> _PASSAGE GIVEN_

= = = = =

Ed Storm
- Storm in 1935

No. 22, 1
- Position: Halfback

Personal information
- Born: October 2, 1907 Salinas, California, U.S.
- Died: June 4, 1950 (aged 42) near Moss Landing, California, U.S.
- Listed height: 6 ft 1 in (1.85 m)
- Listed weight: 197 lb (89 kg)

Career information
- High school: Salinas (Salinas, California)
- College: Santa Clara (1929–1930)

Career history

Playing
- San Luis Obispo (1932); Memphis Tigers (1933); Philadelphia Eagles (1934–1935); Salinas Iceberg Packers (1936–1938); Oakland Oaks (1939); San Diego Bombers (1941–1942); San Diego Gunners (1944);

Coaching
- Salinas Iceberg Packers (1936–1938); Northern California All-Stars (1939); Oakland Oaks (1939); Kenny Washington's All-Stars (1939); San Diego Bombers (1941–1943); San Diego Gunners (1944); San Diego Tigers (1945);

Operations
- Salinas Iceberg Packers (1936–1938) General manager / owner;

Career NFL statistics
- Rushing attempts: 165
- Rushing yards: 445
- Touchdowns: 2
- Passing attempts: 74
- Passing completions: 23
- Passing yards: 469
- TD–INT: 3–16
- Stats at Pro Football Reference

= Ed Storm =

American football player and coach (1907–1950)

Edward Charles Storm (October 2, 1907 – June 4, 1950) was an American professional football halfback and coach. From Salinas, California, he played college football for the Santa Clara Broncos for one season. Afterwards, he played professional football locally and then with a team in Memphis, Tennessee. He joined the Philadelphia Eagles of the National Football League (NFL) and played two seasons with them, being their leading passer in 1935. Storm later returned to California where he played for and coached a number of teams over the next decade.

= = = = =

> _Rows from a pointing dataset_

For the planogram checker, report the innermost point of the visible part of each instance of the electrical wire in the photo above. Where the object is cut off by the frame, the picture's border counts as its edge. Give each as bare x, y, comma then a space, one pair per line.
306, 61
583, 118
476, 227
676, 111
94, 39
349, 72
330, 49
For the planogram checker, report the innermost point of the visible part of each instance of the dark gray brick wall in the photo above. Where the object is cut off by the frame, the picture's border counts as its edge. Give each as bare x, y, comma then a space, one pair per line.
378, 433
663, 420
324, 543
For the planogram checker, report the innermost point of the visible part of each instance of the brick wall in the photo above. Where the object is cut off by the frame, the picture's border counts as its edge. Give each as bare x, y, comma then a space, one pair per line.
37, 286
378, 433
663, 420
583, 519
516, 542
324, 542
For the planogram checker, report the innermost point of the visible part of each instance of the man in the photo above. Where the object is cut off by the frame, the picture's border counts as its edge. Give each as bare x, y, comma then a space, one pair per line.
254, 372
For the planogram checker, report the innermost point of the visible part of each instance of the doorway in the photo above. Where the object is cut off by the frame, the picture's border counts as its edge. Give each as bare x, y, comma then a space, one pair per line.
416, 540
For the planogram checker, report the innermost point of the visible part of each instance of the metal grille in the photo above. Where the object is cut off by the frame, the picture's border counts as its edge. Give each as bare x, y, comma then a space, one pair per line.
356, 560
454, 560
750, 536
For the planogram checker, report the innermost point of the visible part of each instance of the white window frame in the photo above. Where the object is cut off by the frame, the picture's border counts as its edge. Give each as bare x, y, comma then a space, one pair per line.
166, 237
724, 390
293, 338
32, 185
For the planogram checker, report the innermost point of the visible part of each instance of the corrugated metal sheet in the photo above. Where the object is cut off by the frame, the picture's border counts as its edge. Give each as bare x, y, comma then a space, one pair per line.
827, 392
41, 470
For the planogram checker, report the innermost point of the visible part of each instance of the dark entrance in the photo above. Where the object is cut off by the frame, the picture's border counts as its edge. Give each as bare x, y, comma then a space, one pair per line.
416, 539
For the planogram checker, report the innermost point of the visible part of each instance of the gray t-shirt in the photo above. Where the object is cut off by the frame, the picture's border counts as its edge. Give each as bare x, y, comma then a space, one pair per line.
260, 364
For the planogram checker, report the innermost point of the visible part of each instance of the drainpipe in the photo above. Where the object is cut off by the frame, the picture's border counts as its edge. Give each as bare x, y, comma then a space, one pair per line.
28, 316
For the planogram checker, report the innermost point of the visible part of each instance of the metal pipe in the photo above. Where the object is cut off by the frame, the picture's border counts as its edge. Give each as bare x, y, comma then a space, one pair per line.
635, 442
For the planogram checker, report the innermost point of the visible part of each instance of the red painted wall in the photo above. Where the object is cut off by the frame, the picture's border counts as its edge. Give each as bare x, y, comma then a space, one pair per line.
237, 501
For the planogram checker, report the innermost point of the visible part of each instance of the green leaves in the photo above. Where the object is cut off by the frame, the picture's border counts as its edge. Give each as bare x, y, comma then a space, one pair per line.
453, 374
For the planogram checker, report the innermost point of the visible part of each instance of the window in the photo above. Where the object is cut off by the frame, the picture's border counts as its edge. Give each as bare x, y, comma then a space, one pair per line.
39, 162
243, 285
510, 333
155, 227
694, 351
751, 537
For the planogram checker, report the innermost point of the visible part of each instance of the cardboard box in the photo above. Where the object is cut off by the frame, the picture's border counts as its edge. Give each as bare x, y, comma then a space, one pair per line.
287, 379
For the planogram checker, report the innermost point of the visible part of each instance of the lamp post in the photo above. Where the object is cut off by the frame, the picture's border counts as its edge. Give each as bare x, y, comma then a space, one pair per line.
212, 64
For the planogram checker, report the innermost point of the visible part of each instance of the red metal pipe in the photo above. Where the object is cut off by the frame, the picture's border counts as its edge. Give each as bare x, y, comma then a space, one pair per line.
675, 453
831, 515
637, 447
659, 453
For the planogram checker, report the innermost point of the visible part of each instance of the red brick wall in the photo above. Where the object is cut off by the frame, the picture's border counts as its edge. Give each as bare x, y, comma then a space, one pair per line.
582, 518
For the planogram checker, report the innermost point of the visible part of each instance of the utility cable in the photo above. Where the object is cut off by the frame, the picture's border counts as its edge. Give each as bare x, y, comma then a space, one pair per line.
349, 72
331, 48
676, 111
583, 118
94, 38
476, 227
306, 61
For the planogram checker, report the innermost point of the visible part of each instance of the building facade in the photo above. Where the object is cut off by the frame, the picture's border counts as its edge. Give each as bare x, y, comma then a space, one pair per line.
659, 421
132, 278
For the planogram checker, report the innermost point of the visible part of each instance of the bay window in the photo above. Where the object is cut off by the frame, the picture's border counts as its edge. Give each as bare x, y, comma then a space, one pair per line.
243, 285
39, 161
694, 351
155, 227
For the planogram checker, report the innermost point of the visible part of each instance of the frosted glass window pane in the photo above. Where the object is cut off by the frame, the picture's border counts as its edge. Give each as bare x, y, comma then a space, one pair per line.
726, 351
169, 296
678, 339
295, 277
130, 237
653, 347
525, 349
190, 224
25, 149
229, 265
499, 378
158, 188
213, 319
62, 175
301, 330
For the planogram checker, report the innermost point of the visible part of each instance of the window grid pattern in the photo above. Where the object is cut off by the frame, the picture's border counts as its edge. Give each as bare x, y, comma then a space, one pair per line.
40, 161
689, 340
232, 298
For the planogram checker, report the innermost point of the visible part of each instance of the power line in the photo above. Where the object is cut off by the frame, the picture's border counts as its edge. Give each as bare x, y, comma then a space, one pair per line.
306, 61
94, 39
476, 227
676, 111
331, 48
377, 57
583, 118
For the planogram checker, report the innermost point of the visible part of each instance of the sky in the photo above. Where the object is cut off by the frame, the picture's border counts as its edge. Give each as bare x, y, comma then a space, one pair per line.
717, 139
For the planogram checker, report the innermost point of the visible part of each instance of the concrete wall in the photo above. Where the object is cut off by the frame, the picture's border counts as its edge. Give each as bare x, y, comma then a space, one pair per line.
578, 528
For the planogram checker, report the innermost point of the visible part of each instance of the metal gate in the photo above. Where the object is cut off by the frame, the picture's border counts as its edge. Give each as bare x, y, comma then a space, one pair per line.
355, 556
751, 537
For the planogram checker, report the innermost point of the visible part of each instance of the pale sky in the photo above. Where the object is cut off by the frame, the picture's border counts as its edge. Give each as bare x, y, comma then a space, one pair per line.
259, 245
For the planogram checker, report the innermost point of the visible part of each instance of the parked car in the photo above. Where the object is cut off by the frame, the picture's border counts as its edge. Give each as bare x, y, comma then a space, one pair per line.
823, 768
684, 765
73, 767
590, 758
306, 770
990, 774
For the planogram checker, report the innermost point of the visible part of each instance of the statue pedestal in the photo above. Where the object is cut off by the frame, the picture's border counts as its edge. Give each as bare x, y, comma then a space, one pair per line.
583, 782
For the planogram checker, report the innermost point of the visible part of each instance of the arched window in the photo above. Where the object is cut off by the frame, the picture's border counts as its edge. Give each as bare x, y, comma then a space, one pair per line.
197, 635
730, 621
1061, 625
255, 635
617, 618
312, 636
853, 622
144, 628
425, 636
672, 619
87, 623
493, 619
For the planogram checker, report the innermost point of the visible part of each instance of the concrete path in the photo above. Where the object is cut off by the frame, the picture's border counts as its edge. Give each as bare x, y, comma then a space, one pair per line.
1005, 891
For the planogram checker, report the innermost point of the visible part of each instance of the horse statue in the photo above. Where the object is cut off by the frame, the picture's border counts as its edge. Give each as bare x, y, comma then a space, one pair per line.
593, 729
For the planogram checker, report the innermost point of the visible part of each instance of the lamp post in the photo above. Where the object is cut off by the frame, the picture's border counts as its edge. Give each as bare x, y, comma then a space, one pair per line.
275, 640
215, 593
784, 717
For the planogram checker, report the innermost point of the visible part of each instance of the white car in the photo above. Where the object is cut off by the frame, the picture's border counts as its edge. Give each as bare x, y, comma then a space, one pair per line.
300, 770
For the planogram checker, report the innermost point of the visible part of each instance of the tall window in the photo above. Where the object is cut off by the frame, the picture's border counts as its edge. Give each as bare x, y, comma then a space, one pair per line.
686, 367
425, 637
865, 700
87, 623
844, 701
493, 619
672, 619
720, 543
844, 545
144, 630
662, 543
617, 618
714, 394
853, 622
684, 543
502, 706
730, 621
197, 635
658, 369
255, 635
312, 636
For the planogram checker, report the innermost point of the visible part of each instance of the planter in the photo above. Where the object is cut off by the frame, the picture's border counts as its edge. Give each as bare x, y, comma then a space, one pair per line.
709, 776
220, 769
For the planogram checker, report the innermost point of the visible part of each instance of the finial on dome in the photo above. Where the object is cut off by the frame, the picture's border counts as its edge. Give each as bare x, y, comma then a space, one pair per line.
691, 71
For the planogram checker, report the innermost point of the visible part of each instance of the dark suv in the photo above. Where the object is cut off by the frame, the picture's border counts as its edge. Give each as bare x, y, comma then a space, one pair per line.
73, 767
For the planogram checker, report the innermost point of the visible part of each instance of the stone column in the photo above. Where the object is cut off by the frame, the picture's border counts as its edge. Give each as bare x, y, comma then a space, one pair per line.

= = = = =

> _OBJECTIVE_
In the text about Ed Storm, recast the paragraph beginning "Edward Charles Storm (October 2, 1907" as a short bulleted list that keeps its main facts. The records can be left aside; they play no part in the work.

> _EXERCISE RESPONSE_
- Edward Charles Storm (October 2, 1907 – June 4, 1950) was an American professional football halfback and coach from Salinas, California.
- He played one season of college football for the Santa Clara Broncos.
- He then played professionally, first locally and then for a team in Memphis, Tennessee.
- He spent two seasons with the NFL's Philadelphia Eagles and was their leading passer in 1935.
- Back in California, he played for and coached several teams over the next decade.